* PROBLEM 1: Copy the passage on starting school between "Whether your child" and "a little easier.", inclusive.
* PROBLEM 2: Carry on the passage on starting school from its final sentence.

* TEXT SEGMENT:
###
Children With Bricks2

Whether your child is about to return to or start at school, childminder's or nursery, there are things you can do to make this change a little easier.

  • Talk with your child about what will happen
  • Try to think of the things that they will enjoy, such as being with friends, learning new things, painting or football
  • Listen to what they are worried about... it's okay to be worried
  • Reassure them that staff in schools and early years settings are working very hard to keep children safe, and are looking forward to seeing them

Many schools have a website. You'll be able to see what the building, teachers and uniform look like, even if you can't visit beforehand.

You can get in touch with the school, childminder or nursery if you have questions. You can share information about your child that may be helpful, such as:

  • "My child likes outdoor play, painting and dogs"
  • "My child sometimes wets themselves, this happens when they are busy and leave it too late to go to the loo! I have put a change of clothes into their bag in case."
  • "My child has asthma and has an inhaler" 
  • "My child's granny is in hospital at the moment, and we are sad not to be able to see her"

Help your child to communicate

You can support your child to communicate by talking about things at home and using new words such as uniform, school, childminder, nursery, lunchbox, home time!

When your child asks you questions, try to give them an answer, even if the answer is" well that's a tricky question, I'll have to think about that." This helps them to feel confident to ask questions at school.
###
(Point-per-instance localization data)
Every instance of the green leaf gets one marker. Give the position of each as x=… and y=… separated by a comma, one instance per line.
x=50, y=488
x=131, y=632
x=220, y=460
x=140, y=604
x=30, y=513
###
* EXERCISE OUTPUT 1:
Whether your child is about to return to or start at school, childminder's or nursery, there are things you can do to make this change a little easier.

* EXERCISE OUTPUT 2:
When your child goes to school, childminder or nursery for the first time

On the first day, your child might be able to bring a photo, small toy or book from home to help them feel more secure.

Say goodbye when leaving your child and reassure them you'll be coming back at the end of the day.

Show them how pleased you are to see them when you collect them. Some children worry that you'll forget about them. 

In the first few weeks your child might be anxious and more demanding. They may need more affection and reassurance.

Many children feel very tired, some can be a little grumpy. Some children become more babylike and want to sit on your knee because they miss the physical closeness they have had recently. Others feel very grown up and may assert their independence... "I can do it myself!"

Most of all, celebrate this milestone in your lives so take a photo and tell them how proud you are of them.